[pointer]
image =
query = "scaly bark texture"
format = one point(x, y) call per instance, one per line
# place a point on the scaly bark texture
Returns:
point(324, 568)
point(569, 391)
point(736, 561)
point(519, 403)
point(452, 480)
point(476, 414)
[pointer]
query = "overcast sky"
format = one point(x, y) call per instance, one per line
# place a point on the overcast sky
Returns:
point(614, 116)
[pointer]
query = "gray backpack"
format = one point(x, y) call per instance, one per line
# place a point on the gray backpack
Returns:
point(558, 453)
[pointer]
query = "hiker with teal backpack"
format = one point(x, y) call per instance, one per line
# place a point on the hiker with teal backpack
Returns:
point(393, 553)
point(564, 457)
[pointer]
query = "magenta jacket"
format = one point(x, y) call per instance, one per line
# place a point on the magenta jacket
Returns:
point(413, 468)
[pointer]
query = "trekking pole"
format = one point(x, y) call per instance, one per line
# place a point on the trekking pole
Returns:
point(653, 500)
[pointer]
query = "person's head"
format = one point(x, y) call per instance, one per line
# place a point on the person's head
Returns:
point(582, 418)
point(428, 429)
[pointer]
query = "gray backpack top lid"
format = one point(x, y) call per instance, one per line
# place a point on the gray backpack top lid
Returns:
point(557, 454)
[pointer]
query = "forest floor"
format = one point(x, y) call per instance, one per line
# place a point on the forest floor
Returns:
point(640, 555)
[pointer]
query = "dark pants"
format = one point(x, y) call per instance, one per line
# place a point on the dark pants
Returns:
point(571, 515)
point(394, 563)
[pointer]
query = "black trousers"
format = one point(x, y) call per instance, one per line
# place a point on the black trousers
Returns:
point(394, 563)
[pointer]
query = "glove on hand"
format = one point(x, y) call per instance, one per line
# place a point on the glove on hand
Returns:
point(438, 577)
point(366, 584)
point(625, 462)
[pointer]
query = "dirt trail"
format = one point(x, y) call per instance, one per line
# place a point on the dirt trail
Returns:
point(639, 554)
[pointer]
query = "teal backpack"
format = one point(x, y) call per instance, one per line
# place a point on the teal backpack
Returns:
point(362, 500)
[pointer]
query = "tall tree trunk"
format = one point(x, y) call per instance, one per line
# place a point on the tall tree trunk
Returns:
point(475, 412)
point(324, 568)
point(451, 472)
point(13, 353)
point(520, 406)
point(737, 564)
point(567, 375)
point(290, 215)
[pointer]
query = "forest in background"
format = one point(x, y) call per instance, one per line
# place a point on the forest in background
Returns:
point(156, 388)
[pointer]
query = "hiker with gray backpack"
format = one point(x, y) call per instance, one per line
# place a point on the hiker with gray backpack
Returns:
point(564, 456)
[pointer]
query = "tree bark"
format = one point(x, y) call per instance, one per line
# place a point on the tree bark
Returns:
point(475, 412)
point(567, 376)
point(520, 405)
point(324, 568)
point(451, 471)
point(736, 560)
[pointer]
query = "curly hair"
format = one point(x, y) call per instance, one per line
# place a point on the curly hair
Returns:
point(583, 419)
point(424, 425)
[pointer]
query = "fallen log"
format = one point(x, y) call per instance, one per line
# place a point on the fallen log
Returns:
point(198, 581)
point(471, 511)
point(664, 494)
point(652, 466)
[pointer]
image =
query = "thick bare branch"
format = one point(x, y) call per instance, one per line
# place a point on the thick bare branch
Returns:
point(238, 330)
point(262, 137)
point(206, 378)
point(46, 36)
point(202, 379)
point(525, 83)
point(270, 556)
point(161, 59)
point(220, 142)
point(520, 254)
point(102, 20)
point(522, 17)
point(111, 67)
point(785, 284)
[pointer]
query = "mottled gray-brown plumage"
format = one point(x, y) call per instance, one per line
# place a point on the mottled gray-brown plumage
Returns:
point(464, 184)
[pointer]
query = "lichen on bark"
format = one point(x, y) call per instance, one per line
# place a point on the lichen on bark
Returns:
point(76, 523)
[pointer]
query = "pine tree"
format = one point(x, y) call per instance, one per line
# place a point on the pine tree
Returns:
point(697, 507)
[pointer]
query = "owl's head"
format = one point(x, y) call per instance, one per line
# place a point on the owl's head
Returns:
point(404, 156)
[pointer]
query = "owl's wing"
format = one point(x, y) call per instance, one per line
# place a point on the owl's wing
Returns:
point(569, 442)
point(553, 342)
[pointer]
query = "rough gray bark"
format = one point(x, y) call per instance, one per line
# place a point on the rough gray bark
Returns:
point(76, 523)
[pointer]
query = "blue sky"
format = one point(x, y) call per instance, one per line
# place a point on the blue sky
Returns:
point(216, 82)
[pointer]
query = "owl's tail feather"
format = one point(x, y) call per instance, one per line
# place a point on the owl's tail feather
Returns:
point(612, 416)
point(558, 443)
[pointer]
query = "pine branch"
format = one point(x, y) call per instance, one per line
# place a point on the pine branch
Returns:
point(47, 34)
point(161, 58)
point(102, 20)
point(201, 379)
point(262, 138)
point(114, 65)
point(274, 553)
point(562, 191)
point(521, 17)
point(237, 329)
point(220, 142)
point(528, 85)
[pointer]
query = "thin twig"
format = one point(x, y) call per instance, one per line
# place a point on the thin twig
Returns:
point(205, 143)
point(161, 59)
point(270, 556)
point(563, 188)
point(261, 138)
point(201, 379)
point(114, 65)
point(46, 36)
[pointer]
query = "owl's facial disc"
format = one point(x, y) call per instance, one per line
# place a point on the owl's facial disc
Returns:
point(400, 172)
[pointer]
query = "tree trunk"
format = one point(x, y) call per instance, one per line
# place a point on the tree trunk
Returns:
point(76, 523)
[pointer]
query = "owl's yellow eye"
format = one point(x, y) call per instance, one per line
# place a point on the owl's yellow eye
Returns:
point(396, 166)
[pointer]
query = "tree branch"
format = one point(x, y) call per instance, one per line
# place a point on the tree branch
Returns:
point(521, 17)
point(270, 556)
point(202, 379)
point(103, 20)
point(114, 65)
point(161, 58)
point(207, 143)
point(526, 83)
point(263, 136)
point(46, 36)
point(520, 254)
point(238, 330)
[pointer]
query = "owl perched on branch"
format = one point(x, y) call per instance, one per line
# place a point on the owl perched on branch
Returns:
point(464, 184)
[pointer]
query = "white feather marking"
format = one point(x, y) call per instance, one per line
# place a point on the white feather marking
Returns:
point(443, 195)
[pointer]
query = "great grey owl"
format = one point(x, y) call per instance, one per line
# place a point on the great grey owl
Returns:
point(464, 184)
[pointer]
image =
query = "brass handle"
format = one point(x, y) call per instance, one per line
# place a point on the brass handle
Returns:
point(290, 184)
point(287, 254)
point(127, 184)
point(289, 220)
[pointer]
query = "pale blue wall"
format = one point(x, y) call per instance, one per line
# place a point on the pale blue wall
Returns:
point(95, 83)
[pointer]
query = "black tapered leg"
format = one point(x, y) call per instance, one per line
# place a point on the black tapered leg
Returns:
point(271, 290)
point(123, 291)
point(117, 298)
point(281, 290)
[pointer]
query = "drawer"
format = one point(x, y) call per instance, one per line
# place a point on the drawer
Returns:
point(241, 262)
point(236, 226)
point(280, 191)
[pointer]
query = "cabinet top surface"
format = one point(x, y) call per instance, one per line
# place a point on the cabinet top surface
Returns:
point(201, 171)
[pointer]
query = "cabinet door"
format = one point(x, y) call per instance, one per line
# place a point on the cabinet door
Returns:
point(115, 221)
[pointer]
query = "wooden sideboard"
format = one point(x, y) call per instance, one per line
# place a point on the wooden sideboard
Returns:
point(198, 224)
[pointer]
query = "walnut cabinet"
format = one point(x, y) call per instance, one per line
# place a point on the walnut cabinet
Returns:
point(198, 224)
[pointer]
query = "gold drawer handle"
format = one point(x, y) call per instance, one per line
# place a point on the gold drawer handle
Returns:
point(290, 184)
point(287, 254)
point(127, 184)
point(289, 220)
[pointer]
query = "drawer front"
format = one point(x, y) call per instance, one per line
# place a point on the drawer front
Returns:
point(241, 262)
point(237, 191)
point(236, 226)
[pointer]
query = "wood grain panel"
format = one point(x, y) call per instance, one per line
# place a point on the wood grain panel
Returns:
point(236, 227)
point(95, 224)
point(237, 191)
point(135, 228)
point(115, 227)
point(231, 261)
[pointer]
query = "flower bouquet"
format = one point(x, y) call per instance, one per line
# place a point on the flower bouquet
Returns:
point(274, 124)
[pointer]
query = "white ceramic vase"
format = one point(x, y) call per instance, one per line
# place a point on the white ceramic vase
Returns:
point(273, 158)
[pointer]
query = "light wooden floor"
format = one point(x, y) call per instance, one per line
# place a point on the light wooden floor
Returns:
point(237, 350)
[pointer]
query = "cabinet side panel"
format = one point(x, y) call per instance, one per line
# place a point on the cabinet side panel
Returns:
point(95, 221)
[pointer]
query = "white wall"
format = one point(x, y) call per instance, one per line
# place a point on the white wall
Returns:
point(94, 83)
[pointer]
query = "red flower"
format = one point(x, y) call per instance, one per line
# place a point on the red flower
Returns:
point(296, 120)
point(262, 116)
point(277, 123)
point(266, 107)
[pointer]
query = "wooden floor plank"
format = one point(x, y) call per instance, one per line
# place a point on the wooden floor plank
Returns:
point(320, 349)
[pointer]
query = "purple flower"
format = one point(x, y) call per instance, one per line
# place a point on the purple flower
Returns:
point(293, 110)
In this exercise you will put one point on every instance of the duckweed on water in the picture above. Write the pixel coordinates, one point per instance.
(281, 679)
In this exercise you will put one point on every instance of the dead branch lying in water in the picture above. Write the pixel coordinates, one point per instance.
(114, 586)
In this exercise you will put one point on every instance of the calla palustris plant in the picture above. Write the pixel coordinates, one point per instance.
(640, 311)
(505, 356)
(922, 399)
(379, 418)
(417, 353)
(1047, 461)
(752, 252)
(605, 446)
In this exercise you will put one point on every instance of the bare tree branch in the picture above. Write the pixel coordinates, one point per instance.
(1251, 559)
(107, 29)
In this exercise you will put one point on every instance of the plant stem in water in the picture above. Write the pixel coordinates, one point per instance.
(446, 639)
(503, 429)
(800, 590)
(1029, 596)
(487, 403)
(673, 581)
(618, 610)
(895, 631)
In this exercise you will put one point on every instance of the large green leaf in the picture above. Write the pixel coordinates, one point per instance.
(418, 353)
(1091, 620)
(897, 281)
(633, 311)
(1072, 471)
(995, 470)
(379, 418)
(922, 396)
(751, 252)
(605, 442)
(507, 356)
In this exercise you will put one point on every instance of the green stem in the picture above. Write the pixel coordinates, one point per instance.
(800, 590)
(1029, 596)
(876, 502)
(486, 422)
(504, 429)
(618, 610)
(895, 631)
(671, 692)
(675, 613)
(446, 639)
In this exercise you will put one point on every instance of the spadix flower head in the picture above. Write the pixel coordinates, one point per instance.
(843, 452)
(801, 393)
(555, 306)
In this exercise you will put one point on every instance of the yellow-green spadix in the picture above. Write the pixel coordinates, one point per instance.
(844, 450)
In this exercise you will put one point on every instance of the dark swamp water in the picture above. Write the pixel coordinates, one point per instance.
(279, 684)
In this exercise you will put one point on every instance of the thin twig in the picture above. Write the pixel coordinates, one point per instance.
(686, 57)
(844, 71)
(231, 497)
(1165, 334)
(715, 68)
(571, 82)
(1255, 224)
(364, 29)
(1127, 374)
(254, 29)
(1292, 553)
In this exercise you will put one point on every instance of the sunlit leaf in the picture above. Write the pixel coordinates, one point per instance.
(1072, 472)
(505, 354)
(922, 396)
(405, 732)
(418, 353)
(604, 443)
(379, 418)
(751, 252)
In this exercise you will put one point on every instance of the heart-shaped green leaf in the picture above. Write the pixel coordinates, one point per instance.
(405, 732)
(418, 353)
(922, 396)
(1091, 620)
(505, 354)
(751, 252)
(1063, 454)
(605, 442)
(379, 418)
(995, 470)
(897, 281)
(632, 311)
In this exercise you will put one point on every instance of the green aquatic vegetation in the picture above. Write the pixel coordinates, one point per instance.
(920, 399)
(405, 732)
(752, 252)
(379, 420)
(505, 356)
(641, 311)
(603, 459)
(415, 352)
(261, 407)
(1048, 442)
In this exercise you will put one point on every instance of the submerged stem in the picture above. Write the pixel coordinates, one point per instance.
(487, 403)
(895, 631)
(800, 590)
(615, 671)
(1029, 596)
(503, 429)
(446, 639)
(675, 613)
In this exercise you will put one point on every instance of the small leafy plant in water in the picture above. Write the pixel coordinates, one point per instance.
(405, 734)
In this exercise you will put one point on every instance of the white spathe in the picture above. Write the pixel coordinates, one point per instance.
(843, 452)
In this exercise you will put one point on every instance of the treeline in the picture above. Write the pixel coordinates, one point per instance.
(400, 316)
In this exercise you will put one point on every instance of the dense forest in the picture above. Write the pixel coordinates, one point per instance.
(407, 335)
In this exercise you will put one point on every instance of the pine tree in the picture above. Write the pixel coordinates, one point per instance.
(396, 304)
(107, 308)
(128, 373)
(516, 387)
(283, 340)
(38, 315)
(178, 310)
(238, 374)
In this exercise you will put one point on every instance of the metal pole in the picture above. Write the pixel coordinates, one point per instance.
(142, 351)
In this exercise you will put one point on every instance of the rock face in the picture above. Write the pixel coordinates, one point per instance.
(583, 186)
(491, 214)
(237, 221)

Directions:
Say only how many lines above contain "trunk", with no other words.

Task response:
4